• Exercice proposé a: Extrayez de la liste chaque ligne contenant le mot « flower ». La casse compte.
═══ Extrait du texte ═══
Ce fut un moment historique – et c’était une victoire, d’après nous, qui venait directement de la perception dans l’opinion publique du rôle dirigeant du parti dans le mouvement anti-guerre : le 15 février de cette année-là, une manifestation à Glasgow avait rassemblé 100 000 personnes. Le fait que ce nombre soit si proche du nombre de voix obtenu lors des élections n’est pas une coïncidence.
Les conflits à l’intérieur du parti, même s’ils n’étaient pas alors déclarés, commencèrent au moment même de ce succès. Le grand nombres de voix pour le SSP suggérait qu’il y avait une possibilité réelle de leur « ouvrir les portes du parti », de poser les fondations d’une véritable organisation de masse. Et pourtant il était clair même à ce moment qu’il existait une résistance à cette rencontre avec le mouvement large, et une insistance persistante sur les campagnes dirigées et contrôlées par le SSP. Des débats substantiels avaient déjà eu lieu entre la plate-forme Socialist Worker et la majorité du comité exécutif à propos du mouvement anti-guerre. Nous défendions l’idée que nous devrions tenter de répliquer les meilleures expériences de la campagne Stop the War et construire un mouvement anti-guerre large en alliance avec des organisations musulmanes, la majorité de la direction a rejeté cette orientation et a insisté au contraire sur une alliance avec des éléments staliniens très rétrogrades dans une bureaucratie nouvellement créée qui a bloqué de façon consistante toute activité à la base à partir de ce moment.
Cette crainte des forces plus larges qui sont entrées sur la scène de l’histoire après Seattle reflète une attitude sectaire qui allait caractériser la relation entre le SSP et tous les mouvements sociaux. Curieusement, les résultats électoraux n’ont pas mené, comme nous le défendions, à une relation plus ouverte et plus dynamique avec le mouvement large, mais à son contraire – un accent excessif mis sur l’activité parlementaire aux dépens du militantisme à la base. Les parlements peuvent être des plate-forme utiles pour la propagande dans la construction d’une organisation socialiste – comme l’a montré Tommy Sheridan si clairement quand il était le seul député entre 1999 et 2003. Avec six députés le parti a eu droit à un certain nombre d’assistants à plein temps, et l’engagement à ce que les députés remettent la moitié de leurs indemnités parlementaires au parti a augmenté les ressources du parti. Mais il a aussi renforcé le caractère bureaucratique du parti, et concentré son attention sur un rôle parlementaire qui ne pouvait être que limité et bridé.
═══ Liste fournie ═══
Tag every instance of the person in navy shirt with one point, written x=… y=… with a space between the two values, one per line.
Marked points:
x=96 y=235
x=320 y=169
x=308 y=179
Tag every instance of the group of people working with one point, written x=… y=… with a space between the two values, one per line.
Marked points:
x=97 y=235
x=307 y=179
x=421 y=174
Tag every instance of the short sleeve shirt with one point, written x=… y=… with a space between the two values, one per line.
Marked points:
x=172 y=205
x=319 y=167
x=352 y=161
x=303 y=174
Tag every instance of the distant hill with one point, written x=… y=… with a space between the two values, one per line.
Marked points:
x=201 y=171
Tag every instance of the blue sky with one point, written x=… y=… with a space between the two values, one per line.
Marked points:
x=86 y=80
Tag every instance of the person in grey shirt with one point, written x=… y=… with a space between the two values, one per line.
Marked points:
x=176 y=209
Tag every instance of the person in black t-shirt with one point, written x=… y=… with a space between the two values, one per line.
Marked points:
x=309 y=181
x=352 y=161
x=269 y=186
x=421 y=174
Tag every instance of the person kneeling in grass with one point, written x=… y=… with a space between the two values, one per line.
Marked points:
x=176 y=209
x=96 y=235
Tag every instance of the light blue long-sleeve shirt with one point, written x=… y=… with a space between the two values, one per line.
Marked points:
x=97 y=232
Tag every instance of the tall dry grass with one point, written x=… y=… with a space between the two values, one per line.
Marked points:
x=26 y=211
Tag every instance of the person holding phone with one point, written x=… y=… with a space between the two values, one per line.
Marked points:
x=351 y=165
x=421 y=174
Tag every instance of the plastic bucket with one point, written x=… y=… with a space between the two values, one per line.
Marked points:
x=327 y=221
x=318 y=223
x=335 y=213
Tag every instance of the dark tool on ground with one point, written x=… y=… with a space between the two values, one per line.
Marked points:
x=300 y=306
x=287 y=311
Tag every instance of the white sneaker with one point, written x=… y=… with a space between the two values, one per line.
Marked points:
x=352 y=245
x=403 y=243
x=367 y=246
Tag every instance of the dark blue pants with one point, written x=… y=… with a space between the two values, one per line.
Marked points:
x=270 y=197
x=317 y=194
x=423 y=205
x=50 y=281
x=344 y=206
═══
═══ Liste fournie ═══
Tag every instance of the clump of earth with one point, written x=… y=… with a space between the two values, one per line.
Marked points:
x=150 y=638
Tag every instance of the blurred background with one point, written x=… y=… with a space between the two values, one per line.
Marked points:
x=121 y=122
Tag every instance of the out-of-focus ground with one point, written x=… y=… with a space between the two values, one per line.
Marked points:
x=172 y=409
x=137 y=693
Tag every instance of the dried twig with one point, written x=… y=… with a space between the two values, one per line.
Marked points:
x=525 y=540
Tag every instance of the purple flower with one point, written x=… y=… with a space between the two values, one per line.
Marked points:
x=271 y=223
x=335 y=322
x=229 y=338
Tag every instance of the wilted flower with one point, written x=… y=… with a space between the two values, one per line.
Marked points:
═══
• Exercice proposé b: Prolongez, s'il vous plaît, le texte sur le SSP et le mouvement anti-guerre à la suite de sa dernière phrase.

• Résultat attendu a:
Tag every instance of the purple flower with one point, written x=… y=… with a space between the two values, one per line.
Tag every instance of the wilted flower with one point, written x=… y=… with a space between the two values, one per line.

• Résultat attendu b:
Dans les discours, bien sûr, le dévouement du parti envers la classe ouvrière et la pureté de son caractère socialiste étaient réaffirmés sans fin. Mais c’était là une représentation fausse de la réalité si l’intention était d’indiquer une concentration sur des questions ayant trait au mouvement syndical, par exemple, ou un engagement à construire la résistance dans les quartiers populaires sur des questions comme la santé ou le logement. Le travail syndical se limitait en réalité à la recherche de bons rapports avec des dirigeants syndicaux en vue de l’affiliation de leurs syndicats [2]. La plate-forme Socialist Worker a toujours défendu l’idée que nous devrions former des liens avec et parmi la base ; cette idée a été reçu avec scepticisme de façon répétée parce qu’elle menaçait une relation de sympathie avec des dirigeants syndicaux souvent affirmée mais rarement visible. Quand le parti a agi sur les questions syndicales, c’était toujours au dernier moment, de façon généralement symbolique, et souvent sectaire dans le ton de ses interventions.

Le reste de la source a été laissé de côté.